“Bisogno” è una di quelle parole che sembrano avere un significato immediatamente chiaro; esso tuttavia si dissolve di fronte al primo tentativo di riflessione. Il termine bisogno si fonda infatti sul senso comune ed acquista colorazioni molto diverse a seconda del contesto e dell’epoca in cui è collocato. Di bisogno hanno parlato e parlano i riformatori sociali e gli imprenditori morali, ma di bisogno parlano anche tutte le imprese che producono beni e servizi. Di bisogno parlano i professionisti della salute e del benessere, i politici e i media, gli utenti dei servizi e i cittadini.
Di fronte a questo uso indiscriminato sembrano però mancare riflessioni aggiornate, sistematiche ed approfondite capaci di problematizzare il tema dell’analisi dei bisogni e di chiarire il concetto stesso di bisogno. Per alcuni il bisogno può essere definito come una condizione il cui soddisfacimento crea le premesse per una vita dignitosa senza arrecare danno permanente alla persona e consentendo lo sviluppo delle potenzialità umane; per altri il bisogno è semplicemente una mancanza oppure una pulsione interna che spinge all’azione. Di sicuro il bisogno è qualcosa che accomuna gli esseri umani e ne permette in qualche modo l’auto-riconoscimento. In che modo dunque affrontare un tema così complesso e controverso? Su quali basi impostare una corretta analisi dei bisogni?

▶ _Voci fornite_:
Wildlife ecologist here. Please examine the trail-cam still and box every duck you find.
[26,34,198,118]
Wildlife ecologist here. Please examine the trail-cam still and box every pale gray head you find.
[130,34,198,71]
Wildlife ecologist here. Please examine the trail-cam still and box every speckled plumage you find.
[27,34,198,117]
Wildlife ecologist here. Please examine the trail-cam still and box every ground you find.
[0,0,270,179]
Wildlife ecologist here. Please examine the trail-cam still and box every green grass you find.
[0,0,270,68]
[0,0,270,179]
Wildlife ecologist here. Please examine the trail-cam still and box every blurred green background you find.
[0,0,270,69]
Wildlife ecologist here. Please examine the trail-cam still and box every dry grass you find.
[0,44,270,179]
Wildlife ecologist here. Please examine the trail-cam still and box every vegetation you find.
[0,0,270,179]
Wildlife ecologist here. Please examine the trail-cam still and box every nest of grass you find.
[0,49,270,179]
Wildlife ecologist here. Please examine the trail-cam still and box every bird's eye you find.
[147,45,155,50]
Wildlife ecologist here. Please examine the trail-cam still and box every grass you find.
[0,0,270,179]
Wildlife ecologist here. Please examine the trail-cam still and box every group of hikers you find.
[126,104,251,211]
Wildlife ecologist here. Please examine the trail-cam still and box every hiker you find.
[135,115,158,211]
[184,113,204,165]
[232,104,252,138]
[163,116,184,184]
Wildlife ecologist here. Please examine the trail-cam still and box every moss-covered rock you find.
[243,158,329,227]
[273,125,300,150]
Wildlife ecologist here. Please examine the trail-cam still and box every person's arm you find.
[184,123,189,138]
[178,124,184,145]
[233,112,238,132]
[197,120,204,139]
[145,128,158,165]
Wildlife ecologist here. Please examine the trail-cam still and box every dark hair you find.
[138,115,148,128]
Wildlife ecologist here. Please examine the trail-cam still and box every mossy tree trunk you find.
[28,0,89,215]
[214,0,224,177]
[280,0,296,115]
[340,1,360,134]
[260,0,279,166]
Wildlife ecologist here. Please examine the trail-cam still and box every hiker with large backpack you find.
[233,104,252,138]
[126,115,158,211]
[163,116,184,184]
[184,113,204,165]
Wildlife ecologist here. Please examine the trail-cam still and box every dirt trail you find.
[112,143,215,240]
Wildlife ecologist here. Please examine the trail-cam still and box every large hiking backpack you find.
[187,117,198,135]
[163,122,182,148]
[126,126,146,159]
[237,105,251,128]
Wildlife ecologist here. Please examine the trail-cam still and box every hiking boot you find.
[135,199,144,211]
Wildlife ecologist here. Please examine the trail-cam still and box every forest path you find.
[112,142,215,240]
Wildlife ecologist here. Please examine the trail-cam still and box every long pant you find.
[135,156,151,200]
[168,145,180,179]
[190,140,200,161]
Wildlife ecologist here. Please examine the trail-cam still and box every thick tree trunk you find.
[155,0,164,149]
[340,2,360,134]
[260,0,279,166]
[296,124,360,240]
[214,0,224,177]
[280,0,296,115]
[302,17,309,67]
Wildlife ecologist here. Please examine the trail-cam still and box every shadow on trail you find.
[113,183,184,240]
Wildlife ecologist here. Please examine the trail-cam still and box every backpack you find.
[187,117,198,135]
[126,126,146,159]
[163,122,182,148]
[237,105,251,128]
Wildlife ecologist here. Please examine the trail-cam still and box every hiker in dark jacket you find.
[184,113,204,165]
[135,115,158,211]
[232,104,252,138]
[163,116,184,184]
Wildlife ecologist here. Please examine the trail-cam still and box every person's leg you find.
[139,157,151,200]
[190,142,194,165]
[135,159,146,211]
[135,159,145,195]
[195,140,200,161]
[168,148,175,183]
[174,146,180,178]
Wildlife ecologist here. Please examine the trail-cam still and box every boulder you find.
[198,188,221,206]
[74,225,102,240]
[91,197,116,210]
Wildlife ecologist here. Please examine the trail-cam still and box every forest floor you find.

▶ _Problema_: Trascrivi senza modifiche il passo del testo sul bisogno che comincia con le parole "Di fronte a questo" e si chiude dopo le parole "analisi dei bisogni?". I record provengono da un'altra fonte.

▶ _Risultato dell'esercizio_:
Di fronte a questo uso indiscriminato sembrano però mancare riflessioni aggiornate, sistematiche ed approfondite capaci di problematizzare il tema dell’analisi dei bisogni e di chiarire il concetto stesso di bisogno. Per alcuni il bisogno può essere definito come una condizione il cui soddisfacimento crea le premesse per una vita dignitosa senza arrecare danno permanente alla persona e consentendo lo sviluppo delle potenzialità umane; per altri il bisogno è semplicemente una mancanza oppure una pulsione interna che spinge all’azione. Di sicuro il bisogno è qualcosa che accomuna gli esseri umani e ne permette in qualche modo l’auto-riconoscimento. In che modo dunque affrontare un tema così complesso e controverso? Su quali basi impostare una corretta analisi dei bisogni?